▶ [DOCUMENT SECTION]:
-=-=-=-=-

Think of some of the world’s most iconic barbecue dishes: mechouie, scottadito, souvlaki, sate, lula kebab, seekh kebab, shish kebab. All start with lamb.

Despite its popularity elsewhere in the world, lamb consumption in the U.S. has dwindled to less than 1 pound per person per year—about half of what it was in the 1990s when I started writing The Barbecue! Bible series. (In contrast, Icelanders eat an impressive 55 pounds per year.) Clearly, many Americans don’t eat lamb much. Some have never even tried it.

If there were ever a time a time to add lamb to your grilling repertory, it’s the month of April. Lamb is associated with at least two of the world’s celebrated holidays: Easter and Passover. Jesus is likened to a lamb and, in many Christian households, lamb graces the Easter table. Lamb is the preferred Passover food of Sephardic Jews and a roasted lamb shank is part of the Seder platter. It doesn’t hurt that lambs are traditionally born in the springtime, and so are in ready supply come holiday time.

Well, the Raichlen household doesn’t wait for a holiday to enjoy this robust tasting meat, which turns any meal a special occasion. How do we love lamb? Let me count the ways.

  • As lamb chops grilled with garlic and served with mint chimichurri.
  • As lamb ribs or shanks, seasoned with barbecue rub and slow-smoked over hickory.
  • As rack of lamb slathered with mustard, crusted with breadcrumbs and indirect grilled.

But for my money, nothing beats a whole leg of lamb slow-roasted on a rotisserie. The slow rotation of the spit bastes the lamb internally and on the outside. Sizzling dark crisp crust. Moist rosy center. Now that’s what I call a perfect hunk of meat.

-=-=-=-=-

▶ [REQUIREMENT A]:
Pull out each line of the records below that contains the word "wearing", copying those lines in full.

▶ [EXTRACTED DATA]:

-=-=-=-=-

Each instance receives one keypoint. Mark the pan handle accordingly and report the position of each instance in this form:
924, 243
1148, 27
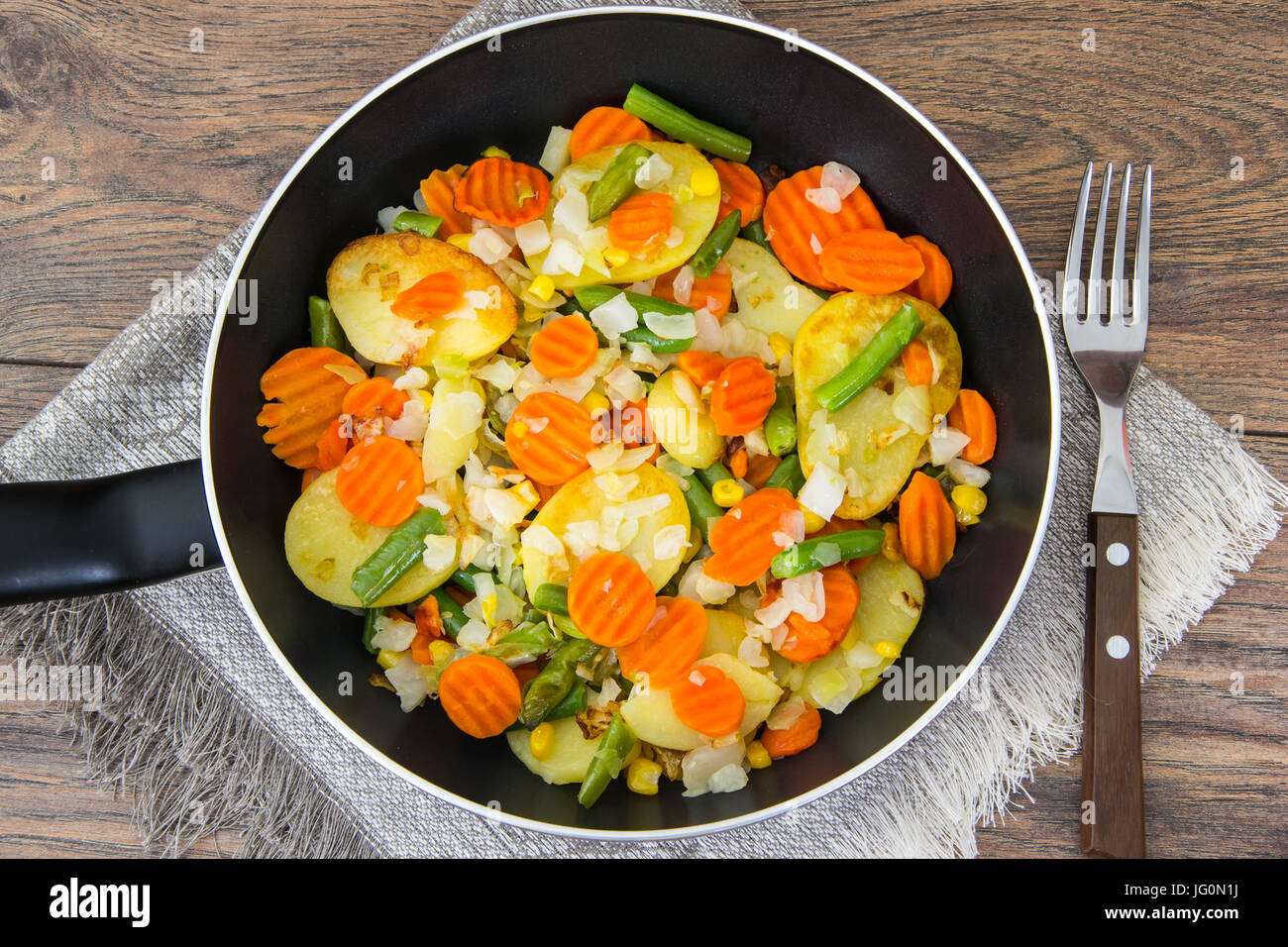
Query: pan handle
84, 538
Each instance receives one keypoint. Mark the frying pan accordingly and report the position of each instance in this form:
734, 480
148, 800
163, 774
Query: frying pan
802, 106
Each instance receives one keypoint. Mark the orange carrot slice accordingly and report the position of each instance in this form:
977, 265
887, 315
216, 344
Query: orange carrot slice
974, 416
429, 298
934, 285
439, 195
741, 188
706, 699
603, 127
927, 530
743, 539
640, 222
871, 262
502, 192
380, 479
565, 347
702, 368
711, 292
481, 694
798, 228
671, 642
917, 364
548, 437
742, 395
793, 740
303, 399
610, 599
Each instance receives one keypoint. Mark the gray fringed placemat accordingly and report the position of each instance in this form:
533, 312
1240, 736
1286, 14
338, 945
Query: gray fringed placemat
207, 732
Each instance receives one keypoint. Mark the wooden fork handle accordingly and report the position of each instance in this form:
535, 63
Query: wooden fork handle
1113, 808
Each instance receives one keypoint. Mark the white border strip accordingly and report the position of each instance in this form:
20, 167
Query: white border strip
574, 831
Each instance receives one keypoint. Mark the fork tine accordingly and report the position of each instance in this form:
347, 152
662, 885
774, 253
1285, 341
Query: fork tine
1116, 285
1140, 278
1073, 260
1095, 274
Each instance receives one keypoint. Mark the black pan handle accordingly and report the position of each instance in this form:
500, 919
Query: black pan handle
60, 539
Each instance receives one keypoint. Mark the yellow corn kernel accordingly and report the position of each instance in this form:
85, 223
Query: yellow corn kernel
542, 287
726, 492
781, 346
812, 522
758, 755
642, 777
441, 651
970, 499
704, 182
541, 741
890, 547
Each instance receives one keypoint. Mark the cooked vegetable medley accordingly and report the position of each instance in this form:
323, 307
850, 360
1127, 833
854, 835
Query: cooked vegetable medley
636, 458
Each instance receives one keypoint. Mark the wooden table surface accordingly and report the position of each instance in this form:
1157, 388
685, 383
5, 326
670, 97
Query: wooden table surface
159, 151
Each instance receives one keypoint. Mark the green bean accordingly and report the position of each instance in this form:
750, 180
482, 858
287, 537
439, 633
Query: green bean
825, 551
702, 508
550, 598
781, 423
555, 680
617, 180
528, 642
369, 629
787, 475
325, 328
679, 124
716, 245
424, 224
397, 556
876, 356
606, 762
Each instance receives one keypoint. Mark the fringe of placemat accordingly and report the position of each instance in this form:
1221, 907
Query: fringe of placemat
191, 758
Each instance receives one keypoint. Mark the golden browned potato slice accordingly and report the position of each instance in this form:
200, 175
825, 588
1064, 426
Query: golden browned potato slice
879, 447
368, 275
692, 214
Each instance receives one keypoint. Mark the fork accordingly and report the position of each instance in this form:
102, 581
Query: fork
1108, 350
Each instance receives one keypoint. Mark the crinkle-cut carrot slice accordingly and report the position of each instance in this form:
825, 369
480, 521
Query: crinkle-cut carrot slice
610, 599
671, 642
502, 192
481, 694
874, 262
798, 228
380, 479
565, 347
747, 538
548, 437
438, 191
304, 397
741, 188
605, 125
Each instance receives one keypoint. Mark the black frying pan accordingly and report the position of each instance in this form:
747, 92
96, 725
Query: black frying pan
802, 106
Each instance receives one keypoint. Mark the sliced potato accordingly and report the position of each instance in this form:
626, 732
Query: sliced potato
828, 341
368, 275
687, 433
325, 544
890, 600
583, 500
653, 718
769, 298
694, 215
570, 753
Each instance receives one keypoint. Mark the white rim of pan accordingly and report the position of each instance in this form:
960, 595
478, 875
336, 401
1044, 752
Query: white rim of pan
707, 827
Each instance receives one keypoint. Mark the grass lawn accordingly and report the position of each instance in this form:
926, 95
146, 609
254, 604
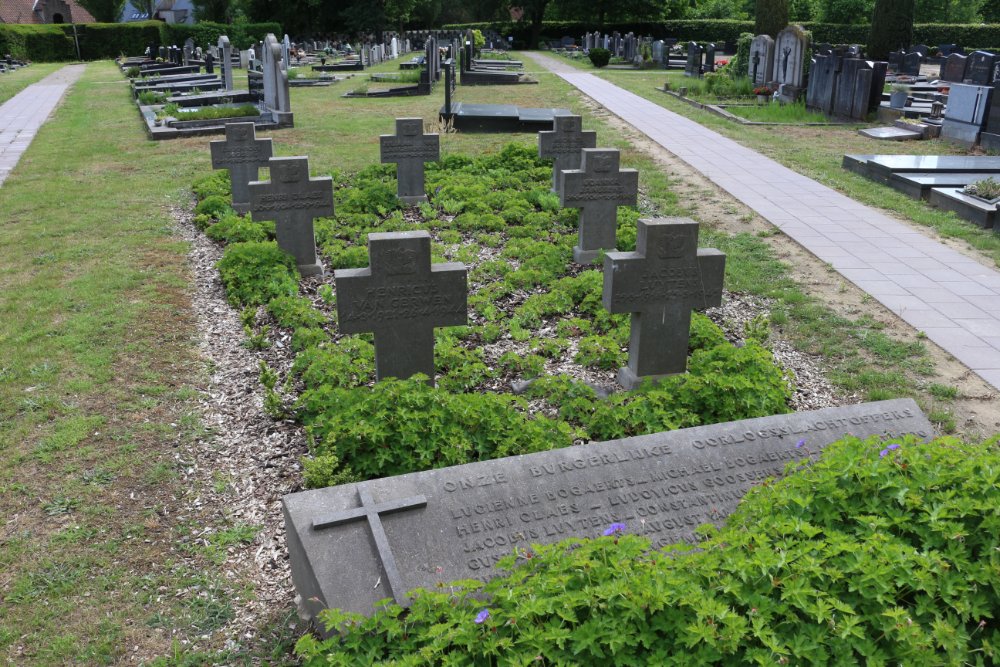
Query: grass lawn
99, 378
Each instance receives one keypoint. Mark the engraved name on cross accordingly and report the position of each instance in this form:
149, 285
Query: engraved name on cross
597, 188
410, 148
660, 283
243, 154
292, 200
401, 297
564, 143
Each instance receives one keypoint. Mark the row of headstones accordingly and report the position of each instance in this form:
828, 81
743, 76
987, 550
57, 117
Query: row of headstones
401, 297
780, 61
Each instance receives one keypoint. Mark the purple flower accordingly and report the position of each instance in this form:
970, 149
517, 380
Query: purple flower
885, 452
614, 529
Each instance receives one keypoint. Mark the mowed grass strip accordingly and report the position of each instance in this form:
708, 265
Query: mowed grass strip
14, 82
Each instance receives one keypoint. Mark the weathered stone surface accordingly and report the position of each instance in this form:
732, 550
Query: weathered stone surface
401, 297
243, 154
353, 545
564, 143
597, 188
659, 284
292, 200
410, 148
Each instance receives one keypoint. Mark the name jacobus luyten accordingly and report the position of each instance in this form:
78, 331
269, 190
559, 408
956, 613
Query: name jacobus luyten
666, 503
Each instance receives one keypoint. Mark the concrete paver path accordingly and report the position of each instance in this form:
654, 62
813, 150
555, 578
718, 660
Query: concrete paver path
953, 298
23, 114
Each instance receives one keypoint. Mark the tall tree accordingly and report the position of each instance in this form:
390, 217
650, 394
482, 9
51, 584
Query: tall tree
892, 27
771, 17
105, 11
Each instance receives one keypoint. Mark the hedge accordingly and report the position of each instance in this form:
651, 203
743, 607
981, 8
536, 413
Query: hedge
46, 43
706, 30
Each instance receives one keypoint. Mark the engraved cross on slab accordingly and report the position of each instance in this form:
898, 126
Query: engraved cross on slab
243, 154
597, 188
292, 200
372, 511
401, 297
660, 283
564, 144
409, 148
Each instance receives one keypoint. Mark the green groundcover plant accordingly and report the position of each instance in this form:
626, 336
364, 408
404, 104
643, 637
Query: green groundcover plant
496, 214
879, 553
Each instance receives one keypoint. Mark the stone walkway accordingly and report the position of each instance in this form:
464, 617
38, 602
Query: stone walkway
952, 298
23, 114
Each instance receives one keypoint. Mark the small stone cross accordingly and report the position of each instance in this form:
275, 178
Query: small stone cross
243, 154
292, 200
401, 297
660, 283
409, 148
372, 512
564, 143
597, 188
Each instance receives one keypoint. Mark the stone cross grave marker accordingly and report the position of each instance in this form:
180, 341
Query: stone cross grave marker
564, 143
243, 154
456, 523
401, 297
597, 188
292, 200
660, 283
410, 148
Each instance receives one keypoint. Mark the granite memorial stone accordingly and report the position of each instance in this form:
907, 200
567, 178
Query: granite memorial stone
659, 284
401, 297
564, 143
243, 154
292, 200
352, 546
410, 148
597, 188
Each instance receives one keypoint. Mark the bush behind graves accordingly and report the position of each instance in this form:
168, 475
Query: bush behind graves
875, 554
253, 273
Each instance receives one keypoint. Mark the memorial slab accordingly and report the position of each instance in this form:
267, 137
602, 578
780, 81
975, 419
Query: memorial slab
564, 143
659, 284
410, 148
401, 297
243, 154
597, 188
354, 545
292, 200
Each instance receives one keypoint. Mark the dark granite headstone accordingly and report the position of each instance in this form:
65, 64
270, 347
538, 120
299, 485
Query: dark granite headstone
659, 284
292, 200
353, 545
401, 297
953, 68
597, 188
410, 148
564, 143
979, 68
243, 154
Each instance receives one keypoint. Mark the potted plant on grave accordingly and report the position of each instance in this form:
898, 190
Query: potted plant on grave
763, 93
986, 190
898, 94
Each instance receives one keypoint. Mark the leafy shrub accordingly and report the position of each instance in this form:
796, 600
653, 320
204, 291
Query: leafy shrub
213, 205
869, 556
599, 57
401, 426
254, 273
234, 228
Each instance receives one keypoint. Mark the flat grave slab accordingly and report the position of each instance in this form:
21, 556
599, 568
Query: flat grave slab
351, 546
890, 134
968, 208
919, 185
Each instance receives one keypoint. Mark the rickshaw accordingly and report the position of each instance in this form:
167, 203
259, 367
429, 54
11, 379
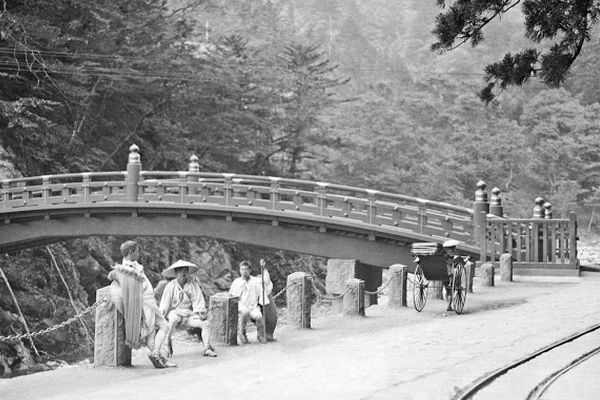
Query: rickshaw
439, 262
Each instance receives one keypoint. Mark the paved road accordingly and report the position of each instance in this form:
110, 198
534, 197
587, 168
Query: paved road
390, 354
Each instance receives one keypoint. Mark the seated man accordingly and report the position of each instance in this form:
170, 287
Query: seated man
133, 294
249, 290
450, 249
183, 303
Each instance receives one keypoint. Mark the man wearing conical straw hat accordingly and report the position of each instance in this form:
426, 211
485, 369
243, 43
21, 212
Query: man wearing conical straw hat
183, 303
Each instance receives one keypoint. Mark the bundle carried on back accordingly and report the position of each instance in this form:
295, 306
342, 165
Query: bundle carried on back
127, 291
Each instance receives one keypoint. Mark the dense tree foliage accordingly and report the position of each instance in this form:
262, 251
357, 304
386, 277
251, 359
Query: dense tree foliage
569, 23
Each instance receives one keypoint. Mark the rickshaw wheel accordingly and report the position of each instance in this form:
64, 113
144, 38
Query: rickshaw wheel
419, 289
459, 288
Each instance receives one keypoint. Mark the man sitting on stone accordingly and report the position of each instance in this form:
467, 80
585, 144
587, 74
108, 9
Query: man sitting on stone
249, 291
133, 294
183, 303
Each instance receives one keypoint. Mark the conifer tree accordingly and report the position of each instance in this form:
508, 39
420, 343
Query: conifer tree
568, 24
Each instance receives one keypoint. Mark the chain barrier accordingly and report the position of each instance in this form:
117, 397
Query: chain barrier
381, 289
321, 296
284, 289
55, 327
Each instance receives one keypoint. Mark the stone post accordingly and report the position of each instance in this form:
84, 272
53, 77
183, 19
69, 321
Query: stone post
298, 298
223, 318
110, 349
354, 298
480, 204
338, 272
193, 167
438, 289
134, 166
470, 267
506, 267
398, 279
487, 274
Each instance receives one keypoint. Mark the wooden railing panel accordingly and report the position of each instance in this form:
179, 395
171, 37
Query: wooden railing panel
541, 241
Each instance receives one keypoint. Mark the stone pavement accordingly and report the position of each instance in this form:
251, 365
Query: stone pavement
390, 354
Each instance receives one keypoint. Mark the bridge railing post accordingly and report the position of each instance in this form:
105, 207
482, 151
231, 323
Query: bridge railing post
228, 188
193, 167
481, 235
321, 197
5, 185
86, 187
134, 166
274, 192
372, 197
46, 189
481, 208
573, 240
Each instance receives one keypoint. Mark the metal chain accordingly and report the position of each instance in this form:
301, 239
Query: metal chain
284, 289
380, 290
322, 296
55, 327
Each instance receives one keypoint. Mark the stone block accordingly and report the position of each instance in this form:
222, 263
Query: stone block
470, 267
223, 318
506, 268
487, 274
109, 343
298, 297
397, 286
338, 272
354, 297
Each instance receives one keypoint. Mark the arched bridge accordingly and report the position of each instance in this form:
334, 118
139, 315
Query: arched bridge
315, 218
308, 217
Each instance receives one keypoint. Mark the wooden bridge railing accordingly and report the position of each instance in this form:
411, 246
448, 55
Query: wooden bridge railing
533, 243
530, 241
348, 205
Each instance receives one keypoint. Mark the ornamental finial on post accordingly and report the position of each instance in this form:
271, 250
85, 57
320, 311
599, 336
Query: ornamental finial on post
193, 166
480, 193
496, 203
134, 154
538, 210
547, 210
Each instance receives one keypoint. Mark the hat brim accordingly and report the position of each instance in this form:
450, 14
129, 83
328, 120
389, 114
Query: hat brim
170, 272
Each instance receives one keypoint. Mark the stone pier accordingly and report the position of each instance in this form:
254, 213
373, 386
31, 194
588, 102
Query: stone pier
339, 271
109, 345
223, 317
506, 268
354, 297
487, 274
298, 297
397, 287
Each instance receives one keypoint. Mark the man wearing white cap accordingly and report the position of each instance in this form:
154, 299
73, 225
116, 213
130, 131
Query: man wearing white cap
183, 303
249, 291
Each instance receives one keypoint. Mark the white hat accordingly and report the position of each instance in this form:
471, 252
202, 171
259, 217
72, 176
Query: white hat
451, 243
170, 272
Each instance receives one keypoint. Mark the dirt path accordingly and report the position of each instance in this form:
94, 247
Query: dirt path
389, 354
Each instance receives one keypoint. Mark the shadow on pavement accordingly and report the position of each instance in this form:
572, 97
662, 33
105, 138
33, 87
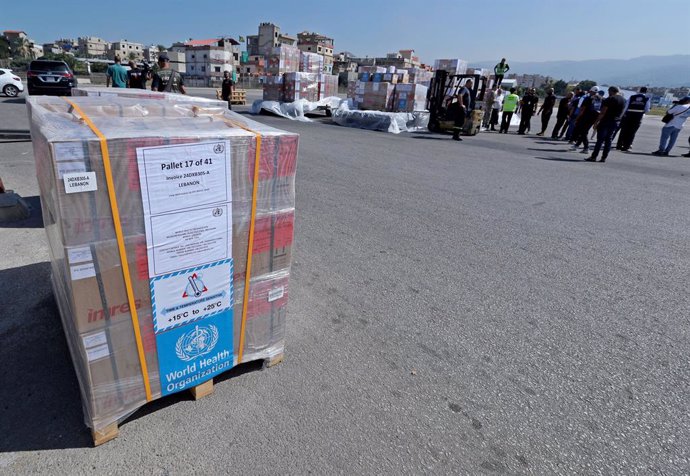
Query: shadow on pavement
41, 403
549, 150
560, 159
35, 220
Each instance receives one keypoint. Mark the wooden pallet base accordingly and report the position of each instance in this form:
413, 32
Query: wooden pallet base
109, 433
112, 431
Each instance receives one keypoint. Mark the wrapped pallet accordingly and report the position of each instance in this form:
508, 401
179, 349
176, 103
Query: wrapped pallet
310, 63
158, 214
453, 66
283, 59
409, 98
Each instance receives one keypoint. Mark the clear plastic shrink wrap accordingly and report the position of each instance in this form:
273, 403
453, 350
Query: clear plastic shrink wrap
183, 182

-=-=-=-=-

▶ [REQUIREMENT B]:
From the passage on grilling lamb above, duplicate the text from "Well, the Raichlen" up to and including "with mint chimichurri.", word for word.

▶ [EXERCISE OUTPUT A]:
Each instance receives one keypoint. Mark the man wearing conical straw hat accordingly and report the position of each instance in this form:
Query: man wearing conical straw hat
Each instance receives one keypoint. Mark the man wearing white cap accordingly and report the position of each instance in this form:
Query: man wearing white cap

▶ [EXERCISE OUTPUT B]:
Well, the Raichlen household doesn’t wait for a holiday to enjoy this robust tasting meat, which turns any meal a special occasion. How do we love lamb? Let me count the ways.

  • As lamb chops grilled with garlic and served with mint chimichurri.